§ **TASK DETAILS**
Report in full every line below that contains the string "jacket". Case counts, so uppercase and lowercase letters do not match each other.

§ **TASK MATERIAL**
···

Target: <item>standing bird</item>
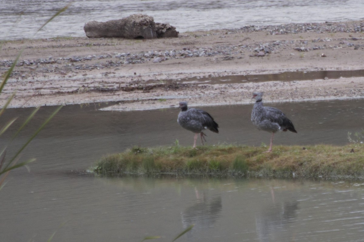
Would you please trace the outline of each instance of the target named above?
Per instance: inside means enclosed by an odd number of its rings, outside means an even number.
[[[203,145],[203,140],[206,141],[205,134],[202,130],[210,129],[214,133],[218,133],[219,125],[214,121],[213,118],[208,113],[201,109],[187,108],[187,102],[179,102],[179,108],[181,111],[178,114],[177,121],[182,128],[192,131],[195,134],[194,138],[193,148],[196,147],[196,141],[197,135],[199,134],[201,137],[201,142]]]
[[[252,99],[256,102],[252,111],[252,122],[259,130],[261,129],[272,133],[270,146],[266,152],[272,152],[274,134],[278,130],[289,130],[297,133],[293,124],[281,111],[275,108],[264,107],[262,102],[262,93],[253,93]]]

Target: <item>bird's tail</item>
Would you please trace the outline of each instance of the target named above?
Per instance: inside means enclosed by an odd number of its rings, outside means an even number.
[[[219,133],[219,125],[215,121],[213,121],[212,123],[209,127],[209,129],[214,133]]]

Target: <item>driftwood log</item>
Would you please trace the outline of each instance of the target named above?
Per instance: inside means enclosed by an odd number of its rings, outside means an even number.
[[[89,38],[155,39],[177,37],[178,35],[175,27],[169,24],[155,23],[153,17],[143,14],[133,14],[107,22],[88,22],[85,24],[83,30]]]

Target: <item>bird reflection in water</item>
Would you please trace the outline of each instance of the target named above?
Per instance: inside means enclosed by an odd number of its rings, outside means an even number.
[[[213,224],[221,216],[222,205],[220,196],[209,198],[204,191],[199,191],[195,187],[195,203],[182,212],[181,216],[184,228],[194,224],[191,232],[198,234],[199,230],[205,230],[207,228],[213,226]]]
[[[287,235],[288,225],[296,220],[298,202],[293,200],[276,202],[274,189],[271,189],[273,204],[257,213],[256,231],[259,241],[264,242],[282,241]],[[284,237],[281,237],[282,236]]]

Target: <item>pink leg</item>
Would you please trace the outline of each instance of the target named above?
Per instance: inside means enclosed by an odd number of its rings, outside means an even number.
[[[201,136],[201,143],[202,143],[202,145],[205,145],[205,144],[203,144],[203,140],[202,140],[202,139],[203,139],[205,142],[206,142],[206,139],[205,138],[205,137],[207,136],[203,132],[201,132],[200,133],[200,136]]]
[[[194,148],[196,147],[196,141],[197,140],[197,134],[195,134],[195,137],[193,138],[194,140],[193,142],[193,148]]]
[[[272,133],[272,136],[270,137],[270,145],[269,146],[269,148],[266,151],[263,152],[264,153],[266,153],[267,152],[272,152],[272,146],[273,146],[273,140],[274,140],[274,133]]]

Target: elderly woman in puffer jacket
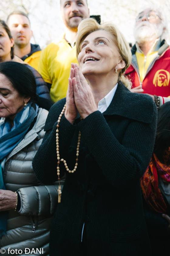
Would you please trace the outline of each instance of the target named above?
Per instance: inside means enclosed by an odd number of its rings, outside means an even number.
[[[35,79],[25,65],[0,63],[0,241],[4,255],[11,250],[16,255],[16,249],[25,255],[25,248],[27,253],[41,248],[42,254],[43,248],[43,255],[49,255],[58,192],[55,185],[40,185],[32,168],[48,114],[36,103],[36,95]]]

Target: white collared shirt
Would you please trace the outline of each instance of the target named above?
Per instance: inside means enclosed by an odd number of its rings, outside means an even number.
[[[101,113],[103,113],[107,108],[112,100],[115,92],[117,87],[118,84],[117,83],[114,87],[106,95],[104,98],[102,99],[98,103],[97,110],[99,110]]]
[[[104,98],[100,100],[99,102],[97,110],[100,111],[101,113],[103,113],[106,110],[111,103],[111,101],[112,100],[116,91],[116,89],[117,89],[117,85],[118,83],[117,83],[117,84],[114,87],[113,89],[112,89],[110,91],[109,93],[107,93],[107,95],[106,95]],[[84,222],[83,226],[82,232],[81,233],[81,242],[82,242],[83,233],[85,224],[85,223]]]

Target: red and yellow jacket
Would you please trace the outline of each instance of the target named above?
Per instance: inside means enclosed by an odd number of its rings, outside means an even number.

···

§ **RESPONSE TO THE EXERCISE**
Target: elderly woman in puffer jacket
Target: red and yellow jacket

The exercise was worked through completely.